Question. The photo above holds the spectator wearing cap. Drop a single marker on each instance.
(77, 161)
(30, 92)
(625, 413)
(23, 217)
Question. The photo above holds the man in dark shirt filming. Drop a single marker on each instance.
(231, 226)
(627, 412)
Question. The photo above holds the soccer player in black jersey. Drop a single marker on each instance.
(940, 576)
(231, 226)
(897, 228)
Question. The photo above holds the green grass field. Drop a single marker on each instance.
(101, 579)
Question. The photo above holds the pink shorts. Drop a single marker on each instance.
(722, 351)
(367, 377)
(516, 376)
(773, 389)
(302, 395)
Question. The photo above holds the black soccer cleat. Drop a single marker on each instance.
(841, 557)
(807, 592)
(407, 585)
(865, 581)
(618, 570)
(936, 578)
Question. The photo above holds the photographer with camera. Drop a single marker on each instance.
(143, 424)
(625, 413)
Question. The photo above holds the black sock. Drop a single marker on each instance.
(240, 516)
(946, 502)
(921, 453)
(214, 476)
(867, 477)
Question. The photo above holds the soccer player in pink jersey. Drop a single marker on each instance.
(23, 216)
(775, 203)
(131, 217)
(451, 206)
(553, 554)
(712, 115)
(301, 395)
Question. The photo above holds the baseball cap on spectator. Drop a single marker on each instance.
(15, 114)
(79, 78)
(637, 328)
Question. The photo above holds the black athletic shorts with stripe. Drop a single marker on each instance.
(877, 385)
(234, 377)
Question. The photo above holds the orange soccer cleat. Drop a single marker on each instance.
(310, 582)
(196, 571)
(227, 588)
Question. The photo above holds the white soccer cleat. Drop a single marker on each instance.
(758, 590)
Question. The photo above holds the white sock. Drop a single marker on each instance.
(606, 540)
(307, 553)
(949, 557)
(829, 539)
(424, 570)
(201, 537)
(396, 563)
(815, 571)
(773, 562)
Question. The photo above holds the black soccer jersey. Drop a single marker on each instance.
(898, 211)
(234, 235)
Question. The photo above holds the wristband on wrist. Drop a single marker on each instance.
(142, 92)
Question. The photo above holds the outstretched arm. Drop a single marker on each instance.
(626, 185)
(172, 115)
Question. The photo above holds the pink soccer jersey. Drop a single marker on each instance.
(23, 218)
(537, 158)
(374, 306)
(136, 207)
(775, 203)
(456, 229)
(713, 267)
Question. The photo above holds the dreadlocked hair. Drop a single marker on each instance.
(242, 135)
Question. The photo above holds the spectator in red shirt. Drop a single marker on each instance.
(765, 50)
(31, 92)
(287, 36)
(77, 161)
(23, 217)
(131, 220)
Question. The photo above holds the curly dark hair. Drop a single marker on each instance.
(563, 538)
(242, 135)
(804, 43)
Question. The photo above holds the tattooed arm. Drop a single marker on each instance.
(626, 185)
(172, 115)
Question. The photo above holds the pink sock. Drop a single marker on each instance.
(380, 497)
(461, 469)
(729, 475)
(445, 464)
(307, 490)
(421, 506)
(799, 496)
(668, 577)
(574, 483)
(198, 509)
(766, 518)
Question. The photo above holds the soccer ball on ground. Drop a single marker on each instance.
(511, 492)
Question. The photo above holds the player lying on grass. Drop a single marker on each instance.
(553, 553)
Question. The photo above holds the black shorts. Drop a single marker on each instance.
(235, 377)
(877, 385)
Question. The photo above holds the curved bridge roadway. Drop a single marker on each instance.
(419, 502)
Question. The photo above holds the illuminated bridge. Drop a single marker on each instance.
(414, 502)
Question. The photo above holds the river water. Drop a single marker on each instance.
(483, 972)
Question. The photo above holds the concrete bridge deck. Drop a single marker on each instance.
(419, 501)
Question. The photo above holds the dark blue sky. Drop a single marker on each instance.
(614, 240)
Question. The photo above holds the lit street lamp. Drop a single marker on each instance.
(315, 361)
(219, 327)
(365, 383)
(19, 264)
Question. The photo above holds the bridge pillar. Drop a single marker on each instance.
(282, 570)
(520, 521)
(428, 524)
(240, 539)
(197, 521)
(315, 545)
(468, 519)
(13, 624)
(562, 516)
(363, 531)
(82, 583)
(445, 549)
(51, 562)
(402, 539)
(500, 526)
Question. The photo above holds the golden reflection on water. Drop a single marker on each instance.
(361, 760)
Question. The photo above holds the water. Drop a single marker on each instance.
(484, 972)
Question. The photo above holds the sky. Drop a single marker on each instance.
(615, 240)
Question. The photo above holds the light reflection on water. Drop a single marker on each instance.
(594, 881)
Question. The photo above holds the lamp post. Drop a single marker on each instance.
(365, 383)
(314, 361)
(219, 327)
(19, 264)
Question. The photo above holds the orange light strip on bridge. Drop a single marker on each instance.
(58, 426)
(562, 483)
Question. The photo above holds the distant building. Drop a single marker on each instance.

━━━━━━━━━━━━━━━━━━━━

WHAT IS EXPECTED: Your task is to repeat each line of the material exactly.

REPLY TO THE TASK:
Question. The photo above holds the spectator wearing cap. Drop a single marker on each instance.
(77, 161)
(30, 92)
(625, 413)
(23, 217)
Question. The photo above holds the man in dark shirt filming. Drop a single marker on each instance.
(231, 226)
(627, 412)
Question. The photo above holds the soccer player in black jersey. Drop a single marker on each instance.
(940, 576)
(231, 226)
(897, 228)
Question. The photo above holds the green grass field. Drop a single marker on each instance.
(101, 579)
Question. The photo above holds the pink shorts. Drop a single marker on each instance.
(722, 351)
(367, 377)
(516, 376)
(773, 389)
(302, 395)
Question. The photo above holds the black soccer cleat. Drop a single marker on each instance.
(841, 557)
(807, 592)
(407, 585)
(865, 581)
(618, 570)
(936, 578)
Question. The photo above holds the photographer with camera. Drop a single marker on each instance.
(143, 424)
(625, 413)
Question. The photo above holds the black sock. Drop a single marker on each instance.
(240, 516)
(946, 502)
(921, 453)
(214, 476)
(867, 477)
Question. The photo above holds the soccer player in pink jersey. Drop a single marker on each instance.
(23, 216)
(775, 203)
(131, 217)
(451, 206)
(553, 554)
(712, 115)
(301, 395)
Question. The photo above holds the baseball cap on spectator. Drop a single marker on each instance.
(15, 114)
(79, 78)
(637, 328)
Question. The photo above holds the black athletic shorts with stripe. Drop a single marker on each instance.
(877, 385)
(234, 377)
Question. The photo above holds the orange soccer cleat. Drop a single marker on each instance.
(310, 582)
(196, 571)
(227, 588)
Question. The photo above holds the white soccer cleat. Drop a single marker on each instance.
(758, 590)
Question. The photo above holds the white sock. Drop a single marker on each instance.
(606, 540)
(307, 553)
(949, 557)
(829, 539)
(424, 570)
(201, 537)
(396, 563)
(815, 571)
(773, 562)
Question. The photo above holds the black soccer jersey. Drop a single marker on each instance.
(898, 211)
(234, 235)
Question. The photo above holds the wristband on wrist. Drop a single marker on each instance.
(142, 92)
Question. The photo above holds the outstretched arm. Drop a single marker on each instance.
(626, 185)
(172, 115)
Question. The photo above holds the pink soccer jersey. Drop a single marker on each instance.
(23, 218)
(537, 158)
(374, 306)
(136, 207)
(775, 203)
(456, 229)
(713, 267)
Question. The photo above holds the dreadlocked hair. Drop a single marker on each instance.
(242, 135)
Question. The photo above holds the spectator in red shirt. Drop a single marker on each instance.
(765, 50)
(31, 92)
(287, 36)
(77, 161)
(23, 217)
(131, 220)
Question. The photo above holds the curly dark hair. Drop a single marker on each instance.
(563, 538)
(242, 135)
(804, 43)
Question. The photo above holds the tattooed arm. Drop a single marker on each instance.
(626, 185)
(172, 115)
Question. The photo above holds the pink sock. Drop a single marker on each instance.
(380, 497)
(461, 469)
(729, 475)
(445, 464)
(307, 490)
(421, 506)
(799, 496)
(668, 577)
(574, 483)
(198, 509)
(766, 518)
Question. The photo above holds the soccer ball on ground. Drop a single marker on each instance.
(511, 492)
Question. The photo above holds the player lying on grass. Drop a single marker on each instance.
(553, 553)
Question. The photo above holds the black shorts. Drop a single marker on each instance.
(235, 377)
(877, 385)
Question. The photo above holds the curved bridge roadway. Drop a single marker on each instance.
(419, 502)
Question. The photo above holds the illuminated bridge. Drop a single marker on each instance.
(414, 502)
Question. The photo above holds the river water. Drop a single marker on each instance.
(483, 972)
Question. The photo above holds the concrete bridge deck. Drop a single marker on each instance.
(419, 501)
Question. The photo above holds the dark blue sky. Drop a single marker on each instance.
(614, 240)
Question. The photo above holds the lit street lamp. Drop a single marker on each instance.
(315, 361)
(219, 327)
(365, 383)
(19, 264)
Question. The photo above holds the bridge pillar. Drop a single marker on each instance.
(282, 570)
(520, 521)
(428, 524)
(240, 539)
(197, 521)
(315, 545)
(468, 519)
(13, 624)
(562, 516)
(363, 531)
(82, 583)
(445, 549)
(51, 562)
(402, 539)
(500, 526)
Question. The photo above holds the golden reflection on water. Drop a single marker on each instance.
(361, 760)
Question. The photo above holds the water. Drop a single marker on each instance.
(484, 972)
Question. The photo above holds the sky. Drop a single marker on each instance.
(615, 240)
Question. The photo above holds the light reflection on water. Drop a single marker on each instance.
(594, 881)
Question. The photo above holds the lamp post. Drop a single marker on each instance.
(365, 383)
(314, 361)
(219, 327)
(19, 264)
Question. The photo above holds the orange light strip on bridge. Drop a single marker on each instance.
(58, 426)
(562, 483)
Question. The photo above holds the distant building. Drop a single marker on each instance.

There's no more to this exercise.